Mutations du breton

Comme toutes les langues celtiques modernes, le breton connaît certains phénomènes d'altération orale, les mutations consonantiques et les adoucissements de liaisons, qui en font une langue très liée (par opposition par exemple au chinois, qui est une langue très « hachée »).

Ainsi, le mot tad « père » devient ma zad « mon père », da dad « ton père ». De même, le mot penn « tête » devient ma fenn « ma tête », da benn « ta tête ».

Les mutations du breton ont plusieurs fonctions :

  • les mutations de liaison; elles se produisent systématiquement après certains mots, appelés mutateurs (il en existe une centaine en breton)
  • les mutations distinctives du genre; elles se produisent :
  • les mutations de reconnaissance : elles permettent d'identifier correctement les mots homonymes et sont indispensables à la compréhension de la phrase.

— Consigne 1 —
D'après l'article, combien de mutateurs existe-t-il environ en breton ?
— Consigne 2 —
Relevez, s'il vous plaît, toutes les formes mutées en breton que l'article donne en exemple.

[Éléments issus d'une source de données]
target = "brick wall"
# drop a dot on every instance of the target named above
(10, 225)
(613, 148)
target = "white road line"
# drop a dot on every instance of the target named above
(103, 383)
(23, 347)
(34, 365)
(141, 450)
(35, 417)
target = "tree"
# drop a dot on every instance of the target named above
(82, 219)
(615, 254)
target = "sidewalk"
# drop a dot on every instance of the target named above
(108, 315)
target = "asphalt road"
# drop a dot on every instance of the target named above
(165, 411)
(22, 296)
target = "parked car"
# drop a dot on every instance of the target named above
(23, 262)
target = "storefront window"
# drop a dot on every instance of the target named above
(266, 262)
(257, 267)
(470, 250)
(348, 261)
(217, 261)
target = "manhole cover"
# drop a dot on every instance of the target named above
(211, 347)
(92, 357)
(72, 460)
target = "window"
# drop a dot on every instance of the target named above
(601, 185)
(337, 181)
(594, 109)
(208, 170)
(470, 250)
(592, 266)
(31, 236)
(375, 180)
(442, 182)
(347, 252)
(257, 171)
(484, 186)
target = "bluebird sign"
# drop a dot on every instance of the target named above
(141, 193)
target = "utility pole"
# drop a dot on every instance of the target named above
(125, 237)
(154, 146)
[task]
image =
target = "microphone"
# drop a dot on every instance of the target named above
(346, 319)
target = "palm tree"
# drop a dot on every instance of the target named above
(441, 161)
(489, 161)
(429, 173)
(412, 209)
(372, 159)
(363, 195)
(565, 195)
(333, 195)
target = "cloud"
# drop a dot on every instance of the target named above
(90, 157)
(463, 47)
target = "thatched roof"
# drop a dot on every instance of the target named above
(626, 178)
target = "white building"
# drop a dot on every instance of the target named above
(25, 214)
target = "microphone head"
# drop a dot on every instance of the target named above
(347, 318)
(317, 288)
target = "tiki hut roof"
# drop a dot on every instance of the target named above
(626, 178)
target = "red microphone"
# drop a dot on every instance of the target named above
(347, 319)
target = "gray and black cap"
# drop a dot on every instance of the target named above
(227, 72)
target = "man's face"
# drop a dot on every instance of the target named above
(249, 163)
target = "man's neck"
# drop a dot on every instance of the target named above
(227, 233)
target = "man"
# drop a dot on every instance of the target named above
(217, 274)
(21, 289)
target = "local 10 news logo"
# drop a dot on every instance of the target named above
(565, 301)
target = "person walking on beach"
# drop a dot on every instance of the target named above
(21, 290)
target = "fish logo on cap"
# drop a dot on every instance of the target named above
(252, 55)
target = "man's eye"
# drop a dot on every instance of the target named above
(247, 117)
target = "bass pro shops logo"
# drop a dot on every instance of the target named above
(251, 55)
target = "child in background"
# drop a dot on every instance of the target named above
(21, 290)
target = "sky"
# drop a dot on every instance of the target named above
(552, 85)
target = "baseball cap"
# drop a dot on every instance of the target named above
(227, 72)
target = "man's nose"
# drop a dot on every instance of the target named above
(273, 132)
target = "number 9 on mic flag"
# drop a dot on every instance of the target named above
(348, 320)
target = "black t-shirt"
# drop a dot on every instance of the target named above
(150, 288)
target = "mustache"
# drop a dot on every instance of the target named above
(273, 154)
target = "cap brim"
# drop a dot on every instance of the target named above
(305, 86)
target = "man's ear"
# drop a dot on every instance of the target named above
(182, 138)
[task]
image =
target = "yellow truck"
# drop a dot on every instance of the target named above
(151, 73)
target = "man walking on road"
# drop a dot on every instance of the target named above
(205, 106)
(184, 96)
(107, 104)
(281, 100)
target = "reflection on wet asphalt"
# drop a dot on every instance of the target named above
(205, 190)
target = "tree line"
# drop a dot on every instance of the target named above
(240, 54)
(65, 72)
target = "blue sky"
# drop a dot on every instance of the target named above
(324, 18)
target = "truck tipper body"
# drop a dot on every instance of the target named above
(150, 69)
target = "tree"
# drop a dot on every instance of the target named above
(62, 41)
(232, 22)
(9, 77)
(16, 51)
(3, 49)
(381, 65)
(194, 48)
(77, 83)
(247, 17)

— Réponse 1 —
Il en existe une centaine.

— Réponse 2 —
ma zad, da dad, ma fenn, da benn